◆ **Extracted material**:
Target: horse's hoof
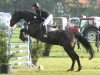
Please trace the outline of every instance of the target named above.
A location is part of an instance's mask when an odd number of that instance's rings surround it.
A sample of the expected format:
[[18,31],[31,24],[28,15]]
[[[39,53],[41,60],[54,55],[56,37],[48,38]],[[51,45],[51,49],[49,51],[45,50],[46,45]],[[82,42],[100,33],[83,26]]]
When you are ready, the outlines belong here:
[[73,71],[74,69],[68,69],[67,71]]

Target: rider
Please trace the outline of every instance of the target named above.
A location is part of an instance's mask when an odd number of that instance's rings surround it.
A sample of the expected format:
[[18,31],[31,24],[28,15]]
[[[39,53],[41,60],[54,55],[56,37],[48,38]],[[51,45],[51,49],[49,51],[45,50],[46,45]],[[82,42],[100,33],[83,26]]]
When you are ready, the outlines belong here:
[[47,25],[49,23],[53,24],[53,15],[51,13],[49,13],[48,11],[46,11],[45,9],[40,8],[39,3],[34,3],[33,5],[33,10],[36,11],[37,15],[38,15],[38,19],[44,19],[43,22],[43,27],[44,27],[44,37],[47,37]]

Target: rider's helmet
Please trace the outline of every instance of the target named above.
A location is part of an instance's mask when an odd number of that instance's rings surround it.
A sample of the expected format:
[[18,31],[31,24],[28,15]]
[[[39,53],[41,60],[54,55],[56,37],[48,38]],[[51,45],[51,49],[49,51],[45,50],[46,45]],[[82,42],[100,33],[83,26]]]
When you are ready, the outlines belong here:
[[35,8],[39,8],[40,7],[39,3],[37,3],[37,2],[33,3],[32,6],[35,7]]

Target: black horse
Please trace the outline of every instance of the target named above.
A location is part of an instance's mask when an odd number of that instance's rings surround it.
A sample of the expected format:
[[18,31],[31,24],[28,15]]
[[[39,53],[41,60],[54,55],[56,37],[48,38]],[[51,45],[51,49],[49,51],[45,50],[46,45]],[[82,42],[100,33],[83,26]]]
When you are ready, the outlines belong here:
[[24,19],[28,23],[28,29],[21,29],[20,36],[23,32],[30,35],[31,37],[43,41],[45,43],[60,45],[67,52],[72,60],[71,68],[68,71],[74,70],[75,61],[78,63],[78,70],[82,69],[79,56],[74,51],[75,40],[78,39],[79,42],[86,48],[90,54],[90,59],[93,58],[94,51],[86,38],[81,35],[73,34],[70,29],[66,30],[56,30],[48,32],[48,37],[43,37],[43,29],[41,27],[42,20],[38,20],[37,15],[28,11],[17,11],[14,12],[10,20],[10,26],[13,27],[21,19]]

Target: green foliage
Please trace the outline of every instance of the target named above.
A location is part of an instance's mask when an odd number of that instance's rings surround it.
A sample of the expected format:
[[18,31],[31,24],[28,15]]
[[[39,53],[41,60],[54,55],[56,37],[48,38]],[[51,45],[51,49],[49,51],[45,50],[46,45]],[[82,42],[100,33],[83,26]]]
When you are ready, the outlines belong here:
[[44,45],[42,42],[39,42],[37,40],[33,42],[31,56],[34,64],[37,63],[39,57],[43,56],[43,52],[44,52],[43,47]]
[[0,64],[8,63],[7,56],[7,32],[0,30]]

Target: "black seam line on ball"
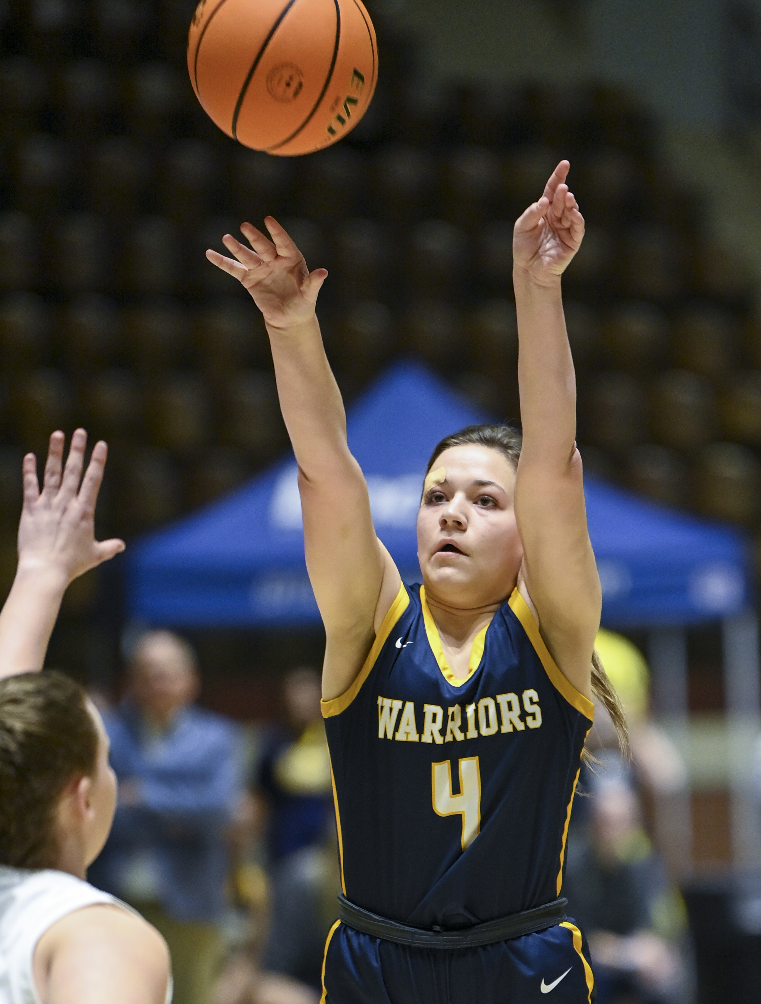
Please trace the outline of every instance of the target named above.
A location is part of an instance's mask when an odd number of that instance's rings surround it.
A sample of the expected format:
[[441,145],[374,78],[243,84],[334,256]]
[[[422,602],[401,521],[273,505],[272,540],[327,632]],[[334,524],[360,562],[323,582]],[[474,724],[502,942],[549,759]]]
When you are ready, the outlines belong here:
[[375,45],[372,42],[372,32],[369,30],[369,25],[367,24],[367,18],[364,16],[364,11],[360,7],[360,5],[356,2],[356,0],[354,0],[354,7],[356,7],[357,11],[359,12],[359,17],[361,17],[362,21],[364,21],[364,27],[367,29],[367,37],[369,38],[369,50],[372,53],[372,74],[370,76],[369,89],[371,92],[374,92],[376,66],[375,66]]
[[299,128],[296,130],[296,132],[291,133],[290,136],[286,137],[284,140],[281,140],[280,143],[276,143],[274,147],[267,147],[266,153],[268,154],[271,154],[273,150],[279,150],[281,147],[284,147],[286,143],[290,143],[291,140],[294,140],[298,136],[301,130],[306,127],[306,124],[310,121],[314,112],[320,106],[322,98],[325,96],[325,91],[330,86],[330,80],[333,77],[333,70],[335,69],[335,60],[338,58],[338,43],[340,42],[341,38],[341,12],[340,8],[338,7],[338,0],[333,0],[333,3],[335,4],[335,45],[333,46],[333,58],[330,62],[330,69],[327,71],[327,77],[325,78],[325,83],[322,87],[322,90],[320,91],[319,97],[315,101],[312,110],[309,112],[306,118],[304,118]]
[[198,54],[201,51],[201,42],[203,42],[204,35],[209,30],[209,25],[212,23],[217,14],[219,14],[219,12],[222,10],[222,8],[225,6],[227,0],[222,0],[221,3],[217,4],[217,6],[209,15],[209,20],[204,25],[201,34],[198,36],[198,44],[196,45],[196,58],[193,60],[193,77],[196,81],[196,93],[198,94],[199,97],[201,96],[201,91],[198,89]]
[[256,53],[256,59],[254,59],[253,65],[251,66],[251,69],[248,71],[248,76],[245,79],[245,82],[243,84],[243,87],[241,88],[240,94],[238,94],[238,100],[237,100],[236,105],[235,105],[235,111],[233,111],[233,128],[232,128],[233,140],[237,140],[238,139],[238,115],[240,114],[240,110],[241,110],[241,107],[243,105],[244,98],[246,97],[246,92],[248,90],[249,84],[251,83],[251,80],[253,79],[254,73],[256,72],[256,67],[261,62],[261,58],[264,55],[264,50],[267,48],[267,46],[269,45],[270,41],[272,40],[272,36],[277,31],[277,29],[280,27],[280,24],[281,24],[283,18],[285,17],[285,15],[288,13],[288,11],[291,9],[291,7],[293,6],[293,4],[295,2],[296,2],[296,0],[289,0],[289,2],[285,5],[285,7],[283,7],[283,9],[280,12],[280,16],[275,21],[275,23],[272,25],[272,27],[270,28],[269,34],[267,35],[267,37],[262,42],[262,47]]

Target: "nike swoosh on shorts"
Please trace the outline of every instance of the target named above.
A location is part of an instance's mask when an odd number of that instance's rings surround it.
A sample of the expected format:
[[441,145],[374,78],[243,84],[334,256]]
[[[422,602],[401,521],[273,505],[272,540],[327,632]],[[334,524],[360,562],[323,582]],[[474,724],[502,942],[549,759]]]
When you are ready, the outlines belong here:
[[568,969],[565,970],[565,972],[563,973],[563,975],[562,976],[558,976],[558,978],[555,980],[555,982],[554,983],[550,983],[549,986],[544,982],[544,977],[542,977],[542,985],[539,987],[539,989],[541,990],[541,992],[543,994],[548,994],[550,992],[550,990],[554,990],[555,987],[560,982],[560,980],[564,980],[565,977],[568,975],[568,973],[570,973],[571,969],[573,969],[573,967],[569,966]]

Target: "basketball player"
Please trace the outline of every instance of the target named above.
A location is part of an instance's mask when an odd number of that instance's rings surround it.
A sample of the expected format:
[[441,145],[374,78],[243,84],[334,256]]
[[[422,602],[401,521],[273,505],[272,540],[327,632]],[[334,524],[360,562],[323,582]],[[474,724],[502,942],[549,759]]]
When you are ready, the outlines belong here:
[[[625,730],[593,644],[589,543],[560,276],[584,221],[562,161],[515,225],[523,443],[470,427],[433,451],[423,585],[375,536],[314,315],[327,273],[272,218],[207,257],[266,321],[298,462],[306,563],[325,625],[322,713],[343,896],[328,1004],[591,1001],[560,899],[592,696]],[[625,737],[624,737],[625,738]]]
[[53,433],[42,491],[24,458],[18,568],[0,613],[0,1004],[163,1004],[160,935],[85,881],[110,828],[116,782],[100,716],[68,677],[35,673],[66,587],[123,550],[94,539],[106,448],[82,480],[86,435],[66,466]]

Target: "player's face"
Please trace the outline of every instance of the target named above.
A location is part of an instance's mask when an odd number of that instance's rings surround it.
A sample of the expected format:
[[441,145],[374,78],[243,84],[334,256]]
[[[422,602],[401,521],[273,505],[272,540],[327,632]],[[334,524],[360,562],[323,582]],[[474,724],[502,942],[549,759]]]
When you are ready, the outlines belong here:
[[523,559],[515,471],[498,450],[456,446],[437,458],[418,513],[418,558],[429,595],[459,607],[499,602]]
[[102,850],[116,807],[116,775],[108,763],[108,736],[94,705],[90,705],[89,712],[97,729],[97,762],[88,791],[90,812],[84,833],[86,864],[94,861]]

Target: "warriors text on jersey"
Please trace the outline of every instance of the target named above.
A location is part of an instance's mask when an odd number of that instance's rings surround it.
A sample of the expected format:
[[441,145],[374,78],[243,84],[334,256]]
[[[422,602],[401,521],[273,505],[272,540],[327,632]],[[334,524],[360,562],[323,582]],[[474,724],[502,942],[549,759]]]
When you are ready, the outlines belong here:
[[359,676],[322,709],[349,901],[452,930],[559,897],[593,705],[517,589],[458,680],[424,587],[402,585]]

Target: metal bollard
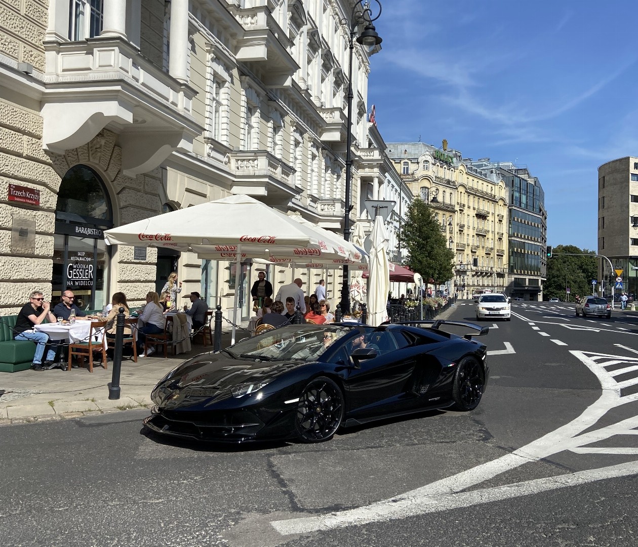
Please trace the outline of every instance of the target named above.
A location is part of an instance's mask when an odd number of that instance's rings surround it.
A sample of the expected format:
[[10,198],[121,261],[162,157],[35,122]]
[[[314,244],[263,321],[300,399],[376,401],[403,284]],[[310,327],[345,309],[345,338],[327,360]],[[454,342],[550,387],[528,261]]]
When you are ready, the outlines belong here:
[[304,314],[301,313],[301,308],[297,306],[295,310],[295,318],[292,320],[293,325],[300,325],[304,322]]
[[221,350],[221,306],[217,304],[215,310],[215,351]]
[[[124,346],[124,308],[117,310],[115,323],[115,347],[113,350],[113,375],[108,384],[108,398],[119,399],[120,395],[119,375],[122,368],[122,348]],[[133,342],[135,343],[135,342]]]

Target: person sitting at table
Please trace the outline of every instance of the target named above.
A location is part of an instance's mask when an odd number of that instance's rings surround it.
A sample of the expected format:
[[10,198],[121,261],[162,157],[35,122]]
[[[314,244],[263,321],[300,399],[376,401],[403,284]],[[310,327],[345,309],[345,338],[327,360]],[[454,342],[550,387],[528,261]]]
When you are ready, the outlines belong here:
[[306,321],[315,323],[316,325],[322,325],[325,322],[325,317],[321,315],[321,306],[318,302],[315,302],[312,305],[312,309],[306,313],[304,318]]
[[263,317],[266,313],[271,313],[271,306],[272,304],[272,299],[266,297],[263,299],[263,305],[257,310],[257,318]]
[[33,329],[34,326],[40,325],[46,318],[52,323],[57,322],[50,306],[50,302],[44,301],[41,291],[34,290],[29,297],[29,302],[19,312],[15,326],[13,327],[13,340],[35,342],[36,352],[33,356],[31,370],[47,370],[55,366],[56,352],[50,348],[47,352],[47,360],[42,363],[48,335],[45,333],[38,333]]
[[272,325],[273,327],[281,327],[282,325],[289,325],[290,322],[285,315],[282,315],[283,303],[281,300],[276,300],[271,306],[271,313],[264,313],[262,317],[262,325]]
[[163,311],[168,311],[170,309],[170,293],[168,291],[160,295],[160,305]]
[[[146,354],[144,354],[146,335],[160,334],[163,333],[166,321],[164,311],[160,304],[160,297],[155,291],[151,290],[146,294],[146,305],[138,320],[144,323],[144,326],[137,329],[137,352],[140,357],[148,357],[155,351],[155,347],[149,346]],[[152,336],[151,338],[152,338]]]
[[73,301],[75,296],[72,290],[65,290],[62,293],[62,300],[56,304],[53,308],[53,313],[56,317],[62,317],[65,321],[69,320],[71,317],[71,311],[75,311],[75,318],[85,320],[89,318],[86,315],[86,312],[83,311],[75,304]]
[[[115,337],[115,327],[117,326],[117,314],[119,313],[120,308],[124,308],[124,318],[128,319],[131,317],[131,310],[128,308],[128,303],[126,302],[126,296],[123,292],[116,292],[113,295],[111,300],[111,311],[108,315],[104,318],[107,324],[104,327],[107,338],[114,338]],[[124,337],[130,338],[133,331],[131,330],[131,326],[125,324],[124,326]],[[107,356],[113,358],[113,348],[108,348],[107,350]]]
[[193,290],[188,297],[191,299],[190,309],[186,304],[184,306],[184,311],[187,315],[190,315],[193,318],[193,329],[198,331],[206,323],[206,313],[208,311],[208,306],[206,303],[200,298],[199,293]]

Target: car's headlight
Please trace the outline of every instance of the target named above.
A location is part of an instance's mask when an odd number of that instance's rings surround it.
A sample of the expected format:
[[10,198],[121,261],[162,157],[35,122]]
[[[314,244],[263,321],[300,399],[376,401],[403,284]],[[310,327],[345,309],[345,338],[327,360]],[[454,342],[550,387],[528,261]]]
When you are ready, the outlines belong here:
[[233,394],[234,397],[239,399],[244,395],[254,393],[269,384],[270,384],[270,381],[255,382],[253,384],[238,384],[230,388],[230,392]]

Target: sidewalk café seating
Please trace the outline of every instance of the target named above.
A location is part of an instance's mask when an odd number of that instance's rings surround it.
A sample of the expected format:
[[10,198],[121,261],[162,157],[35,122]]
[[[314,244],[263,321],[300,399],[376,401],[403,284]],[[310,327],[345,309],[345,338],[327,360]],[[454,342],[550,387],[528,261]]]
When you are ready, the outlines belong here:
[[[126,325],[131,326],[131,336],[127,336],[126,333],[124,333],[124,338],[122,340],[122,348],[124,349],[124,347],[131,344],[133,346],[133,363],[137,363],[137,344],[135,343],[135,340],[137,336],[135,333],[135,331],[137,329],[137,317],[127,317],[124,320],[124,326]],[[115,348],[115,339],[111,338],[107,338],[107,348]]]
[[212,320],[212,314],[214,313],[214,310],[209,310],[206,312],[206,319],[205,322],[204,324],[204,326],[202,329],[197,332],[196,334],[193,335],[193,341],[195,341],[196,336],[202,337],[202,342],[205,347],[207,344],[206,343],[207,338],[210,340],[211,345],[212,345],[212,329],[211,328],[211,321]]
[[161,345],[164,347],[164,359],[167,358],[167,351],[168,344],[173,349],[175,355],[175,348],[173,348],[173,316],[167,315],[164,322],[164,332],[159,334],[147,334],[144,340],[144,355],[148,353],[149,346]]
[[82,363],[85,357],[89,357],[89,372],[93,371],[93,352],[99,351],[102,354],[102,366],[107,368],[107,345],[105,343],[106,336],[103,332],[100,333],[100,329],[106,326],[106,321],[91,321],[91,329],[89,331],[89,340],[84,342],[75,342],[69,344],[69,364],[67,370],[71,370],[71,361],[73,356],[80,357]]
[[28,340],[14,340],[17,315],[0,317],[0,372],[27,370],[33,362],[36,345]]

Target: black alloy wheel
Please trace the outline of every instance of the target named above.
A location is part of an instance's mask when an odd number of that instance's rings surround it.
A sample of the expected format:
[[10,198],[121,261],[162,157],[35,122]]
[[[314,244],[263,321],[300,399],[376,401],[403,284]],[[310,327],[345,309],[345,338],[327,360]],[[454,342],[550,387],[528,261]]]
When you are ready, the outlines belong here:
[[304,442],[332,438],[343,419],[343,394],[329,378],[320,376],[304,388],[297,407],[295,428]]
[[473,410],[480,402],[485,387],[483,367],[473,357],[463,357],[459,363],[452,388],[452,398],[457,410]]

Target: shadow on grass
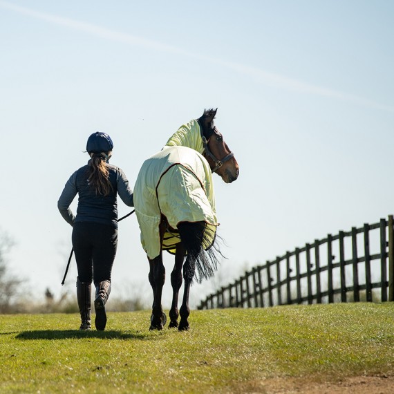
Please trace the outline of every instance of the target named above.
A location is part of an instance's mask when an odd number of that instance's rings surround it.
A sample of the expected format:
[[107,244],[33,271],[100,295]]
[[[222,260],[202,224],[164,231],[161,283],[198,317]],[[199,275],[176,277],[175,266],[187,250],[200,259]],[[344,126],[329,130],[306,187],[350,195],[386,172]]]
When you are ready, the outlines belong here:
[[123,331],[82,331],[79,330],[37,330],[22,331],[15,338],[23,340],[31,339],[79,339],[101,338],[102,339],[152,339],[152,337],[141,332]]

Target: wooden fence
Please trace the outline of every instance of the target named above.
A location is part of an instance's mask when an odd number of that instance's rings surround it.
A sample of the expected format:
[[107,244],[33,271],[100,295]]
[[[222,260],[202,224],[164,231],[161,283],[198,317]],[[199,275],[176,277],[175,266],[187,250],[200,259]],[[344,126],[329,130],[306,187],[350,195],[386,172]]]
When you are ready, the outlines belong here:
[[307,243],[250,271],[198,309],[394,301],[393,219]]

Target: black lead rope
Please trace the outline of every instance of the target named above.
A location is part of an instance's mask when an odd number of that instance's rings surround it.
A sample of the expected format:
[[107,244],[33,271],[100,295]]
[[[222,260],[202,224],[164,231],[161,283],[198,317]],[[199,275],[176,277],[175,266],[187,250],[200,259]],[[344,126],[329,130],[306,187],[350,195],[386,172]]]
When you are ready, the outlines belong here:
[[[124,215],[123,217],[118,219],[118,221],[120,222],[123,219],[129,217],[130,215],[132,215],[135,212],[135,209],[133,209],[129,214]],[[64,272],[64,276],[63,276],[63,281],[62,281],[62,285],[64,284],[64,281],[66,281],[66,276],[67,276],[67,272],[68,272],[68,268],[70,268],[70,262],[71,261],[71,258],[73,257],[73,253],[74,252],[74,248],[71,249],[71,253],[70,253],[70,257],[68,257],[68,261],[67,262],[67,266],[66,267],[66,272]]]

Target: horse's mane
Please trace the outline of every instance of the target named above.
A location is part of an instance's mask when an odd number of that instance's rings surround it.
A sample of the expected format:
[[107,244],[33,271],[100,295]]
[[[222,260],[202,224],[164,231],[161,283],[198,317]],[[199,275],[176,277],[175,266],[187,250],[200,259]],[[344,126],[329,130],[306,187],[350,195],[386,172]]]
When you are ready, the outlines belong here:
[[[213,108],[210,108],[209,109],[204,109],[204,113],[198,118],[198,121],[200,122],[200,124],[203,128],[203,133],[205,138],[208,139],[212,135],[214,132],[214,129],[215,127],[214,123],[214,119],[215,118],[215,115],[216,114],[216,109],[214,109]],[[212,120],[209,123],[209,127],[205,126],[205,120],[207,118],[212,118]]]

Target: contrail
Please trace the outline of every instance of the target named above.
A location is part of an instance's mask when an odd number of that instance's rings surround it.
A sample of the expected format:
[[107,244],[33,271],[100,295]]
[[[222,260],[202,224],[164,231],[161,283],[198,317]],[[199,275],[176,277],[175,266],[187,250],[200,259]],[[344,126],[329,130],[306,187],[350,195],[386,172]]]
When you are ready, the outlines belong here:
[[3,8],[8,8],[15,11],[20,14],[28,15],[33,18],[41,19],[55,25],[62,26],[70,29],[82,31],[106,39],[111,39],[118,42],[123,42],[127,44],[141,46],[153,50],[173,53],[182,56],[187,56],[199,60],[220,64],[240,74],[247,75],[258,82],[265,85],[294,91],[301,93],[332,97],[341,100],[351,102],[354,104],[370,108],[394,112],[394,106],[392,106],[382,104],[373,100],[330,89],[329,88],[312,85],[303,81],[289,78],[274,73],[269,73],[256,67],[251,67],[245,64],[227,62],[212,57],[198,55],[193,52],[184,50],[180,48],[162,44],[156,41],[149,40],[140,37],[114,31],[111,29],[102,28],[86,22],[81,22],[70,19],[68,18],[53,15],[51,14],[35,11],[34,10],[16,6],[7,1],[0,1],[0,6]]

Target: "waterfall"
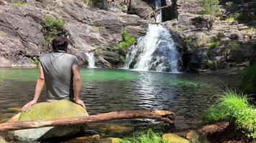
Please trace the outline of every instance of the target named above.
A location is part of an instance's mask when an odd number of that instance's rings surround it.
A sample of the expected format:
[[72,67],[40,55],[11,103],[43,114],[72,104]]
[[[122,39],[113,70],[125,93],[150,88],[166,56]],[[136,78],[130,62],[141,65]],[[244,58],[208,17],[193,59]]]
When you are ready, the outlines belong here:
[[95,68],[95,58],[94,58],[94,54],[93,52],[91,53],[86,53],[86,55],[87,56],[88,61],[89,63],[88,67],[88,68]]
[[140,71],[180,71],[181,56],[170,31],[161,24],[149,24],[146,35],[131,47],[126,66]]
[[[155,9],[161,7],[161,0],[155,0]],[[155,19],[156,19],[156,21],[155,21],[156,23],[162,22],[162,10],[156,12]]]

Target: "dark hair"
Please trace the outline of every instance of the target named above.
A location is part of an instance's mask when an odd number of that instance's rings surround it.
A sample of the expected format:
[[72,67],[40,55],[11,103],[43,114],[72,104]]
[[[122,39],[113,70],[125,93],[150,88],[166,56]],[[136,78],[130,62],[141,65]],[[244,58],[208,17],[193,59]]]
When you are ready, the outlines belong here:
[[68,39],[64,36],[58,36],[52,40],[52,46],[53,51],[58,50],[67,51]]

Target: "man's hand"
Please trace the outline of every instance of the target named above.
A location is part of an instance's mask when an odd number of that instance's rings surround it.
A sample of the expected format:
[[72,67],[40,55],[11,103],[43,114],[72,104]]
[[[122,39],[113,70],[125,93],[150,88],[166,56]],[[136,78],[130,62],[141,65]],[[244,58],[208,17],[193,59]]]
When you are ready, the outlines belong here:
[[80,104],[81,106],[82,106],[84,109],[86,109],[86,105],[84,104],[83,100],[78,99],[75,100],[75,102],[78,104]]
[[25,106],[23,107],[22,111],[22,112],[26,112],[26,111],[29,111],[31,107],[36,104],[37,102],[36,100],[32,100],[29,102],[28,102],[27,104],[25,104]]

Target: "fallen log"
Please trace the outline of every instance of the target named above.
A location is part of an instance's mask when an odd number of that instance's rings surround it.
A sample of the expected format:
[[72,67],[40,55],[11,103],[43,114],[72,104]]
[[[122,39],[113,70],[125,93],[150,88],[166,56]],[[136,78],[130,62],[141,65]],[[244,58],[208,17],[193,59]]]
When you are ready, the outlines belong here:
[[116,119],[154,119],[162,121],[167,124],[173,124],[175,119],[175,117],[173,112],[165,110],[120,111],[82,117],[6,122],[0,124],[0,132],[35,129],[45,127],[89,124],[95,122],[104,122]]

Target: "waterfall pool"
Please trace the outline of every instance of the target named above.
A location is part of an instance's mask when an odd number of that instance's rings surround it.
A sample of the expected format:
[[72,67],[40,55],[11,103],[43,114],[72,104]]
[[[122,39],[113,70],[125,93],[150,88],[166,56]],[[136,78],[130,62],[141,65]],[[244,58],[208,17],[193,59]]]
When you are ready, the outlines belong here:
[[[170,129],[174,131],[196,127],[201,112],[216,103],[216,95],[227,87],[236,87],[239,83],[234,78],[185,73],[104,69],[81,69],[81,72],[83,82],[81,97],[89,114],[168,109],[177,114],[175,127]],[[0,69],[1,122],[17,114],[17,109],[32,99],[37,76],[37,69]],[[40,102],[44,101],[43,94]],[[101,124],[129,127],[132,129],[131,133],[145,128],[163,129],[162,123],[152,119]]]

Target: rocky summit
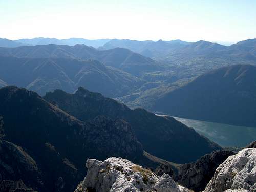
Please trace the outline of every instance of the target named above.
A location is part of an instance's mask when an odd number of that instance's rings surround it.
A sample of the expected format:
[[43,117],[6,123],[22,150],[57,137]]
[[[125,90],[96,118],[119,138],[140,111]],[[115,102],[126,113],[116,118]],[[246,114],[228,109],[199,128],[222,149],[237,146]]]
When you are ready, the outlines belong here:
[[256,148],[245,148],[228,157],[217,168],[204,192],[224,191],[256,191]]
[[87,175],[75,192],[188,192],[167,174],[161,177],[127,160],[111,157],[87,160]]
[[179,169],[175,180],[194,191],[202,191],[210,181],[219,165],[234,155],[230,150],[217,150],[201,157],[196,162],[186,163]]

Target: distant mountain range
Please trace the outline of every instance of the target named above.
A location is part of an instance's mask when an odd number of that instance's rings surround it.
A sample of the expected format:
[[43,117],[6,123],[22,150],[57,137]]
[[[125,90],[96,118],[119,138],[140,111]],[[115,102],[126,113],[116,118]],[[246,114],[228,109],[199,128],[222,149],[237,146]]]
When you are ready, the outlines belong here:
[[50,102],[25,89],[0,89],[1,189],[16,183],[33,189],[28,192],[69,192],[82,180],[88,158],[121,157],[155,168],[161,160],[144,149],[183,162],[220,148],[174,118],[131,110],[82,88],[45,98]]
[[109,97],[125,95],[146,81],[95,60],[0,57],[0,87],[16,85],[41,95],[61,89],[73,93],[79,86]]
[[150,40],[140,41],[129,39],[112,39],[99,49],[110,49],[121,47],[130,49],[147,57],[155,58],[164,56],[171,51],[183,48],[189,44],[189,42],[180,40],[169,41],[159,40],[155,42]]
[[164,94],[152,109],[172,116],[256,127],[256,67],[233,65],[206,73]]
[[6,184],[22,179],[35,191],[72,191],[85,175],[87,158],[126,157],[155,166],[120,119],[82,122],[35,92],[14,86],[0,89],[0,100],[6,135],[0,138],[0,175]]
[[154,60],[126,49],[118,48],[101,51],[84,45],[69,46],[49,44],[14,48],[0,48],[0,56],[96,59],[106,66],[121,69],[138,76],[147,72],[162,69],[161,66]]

◆ **Work to be completed**: Write out, unchanged, everything from the line containing "Target: wooden fence" down to the line containing "[[307,243],[250,271],[198,309],[394,301],[393,219]]", including both of those lines.

◆ **Finished exercise**:
Target: wooden fence
Please trace the outline of every instance of the target named above.
A location is part of an instance's mask when an odd number of that instance's rings surround it.
A sample of the expected format:
[[107,244],[33,271],[100,295]]
[[[222,260],[202,224],[164,231],[161,283],[198,317]],[[199,275],[176,277],[175,266],[187,250],[200,259]],[[344,126],[329,130],[306,187],[350,195],[386,172]]]
When you are ready, the outlines belong here:
[[307,243],[250,271],[198,309],[394,301],[393,219]]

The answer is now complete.